DIRECTION:
Each record below is to be reproduced without any change.

MATERIAL FOR THE TASK:
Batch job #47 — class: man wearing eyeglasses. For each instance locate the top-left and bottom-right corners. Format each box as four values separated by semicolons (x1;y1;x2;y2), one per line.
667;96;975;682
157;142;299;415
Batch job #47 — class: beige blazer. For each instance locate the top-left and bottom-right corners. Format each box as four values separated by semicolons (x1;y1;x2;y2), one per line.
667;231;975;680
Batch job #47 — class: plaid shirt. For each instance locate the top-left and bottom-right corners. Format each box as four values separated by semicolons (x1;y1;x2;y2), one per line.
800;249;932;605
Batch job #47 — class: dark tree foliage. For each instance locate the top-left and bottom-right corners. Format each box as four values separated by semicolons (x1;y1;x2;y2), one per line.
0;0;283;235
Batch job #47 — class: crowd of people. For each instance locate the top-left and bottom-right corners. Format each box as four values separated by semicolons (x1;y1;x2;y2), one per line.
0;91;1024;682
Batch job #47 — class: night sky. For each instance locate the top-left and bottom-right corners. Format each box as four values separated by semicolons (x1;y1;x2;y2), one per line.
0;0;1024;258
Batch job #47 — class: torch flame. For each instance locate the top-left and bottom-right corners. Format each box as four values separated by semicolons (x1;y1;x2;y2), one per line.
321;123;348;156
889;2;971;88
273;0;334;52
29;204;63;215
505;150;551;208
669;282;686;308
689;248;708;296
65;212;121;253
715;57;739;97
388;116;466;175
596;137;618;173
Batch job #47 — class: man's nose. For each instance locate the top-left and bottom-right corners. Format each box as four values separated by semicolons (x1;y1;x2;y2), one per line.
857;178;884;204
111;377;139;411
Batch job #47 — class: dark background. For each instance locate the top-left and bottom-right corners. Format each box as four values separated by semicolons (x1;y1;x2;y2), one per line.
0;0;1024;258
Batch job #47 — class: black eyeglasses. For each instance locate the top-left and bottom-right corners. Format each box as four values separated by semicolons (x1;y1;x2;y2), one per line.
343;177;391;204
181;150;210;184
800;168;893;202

OUTPUT FOR THIS EXERCISE:
Batch job #47 — class: man wearing eyeglasses. For each instance locate the top-left and bottom-right corners. Format each box as four values separated by semicolons (x1;y1;x2;y2), one per line.
667;96;975;682
157;142;299;415
Batch job #47 — class: beige blazer. For each instance locate the top-left and bottom-right corners. Format each box as four values separated by semicolons (x1;y1;x2;y2), one per line.
667;231;975;680
Batch job #47 — class: plaid shirt. For each instance locate the top-left and bottom-right corners. Format each box as four values separated by semicolons (x1;y1;x2;y2), one per line.
800;249;932;605
Batch job #47 — class: dark tree foliage. For each instance locate the top-left and bottom-right corners. Format each box as four values separated by semicolons (x1;y1;x2;y2), one per line.
0;0;283;235
Batch job #47 — class: crowd of people. For each instance locate the top-left and bottom-right corners. Format each box as four values separated by semicolons (x1;y1;x2;y2), one per line.
0;91;1024;682
Batch job #47 — class: night sky. For each instance locate the top-left and bottom-right corners. Format each box as four values separated by semicolons (x1;y1;x2;y2), one per line.
0;0;1024;258
Batch job #47 — class: torch flame. For each instance locate the top-left and bottom-right corners. Format each box as four values separated by semicolons (x1;y1;x2;y2), one per line.
321;123;348;156
889;2;971;88
273;0;334;52
29;204;63;215
505;150;551;208
669;282;686;308
689;248;708;296
65;212;121;253
715;57;739;97
388;116;466;175
596;137;618;173
Batch job #47 — class: man's nose. For each instance locate the top-left and bottom-right corners. Format each box as four values separated by semicolons (x1;y1;x2;y2), one per line.
857;178;884;204
111;377;139;411
Batch job #47 — class: dark background. For each instance locate the top-left and bottom-right corners. Format each box as four values separated by semicolons (x1;y1;x2;y2), one per line.
0;0;1024;258
Batch job #47 — class: black eyeglasses. For each instance locate the top-left and bottom-right corners. Format each box as four values separated by semicolons (x1;y1;x2;y2), one per line.
343;177;391;204
181;150;210;184
800;168;893;202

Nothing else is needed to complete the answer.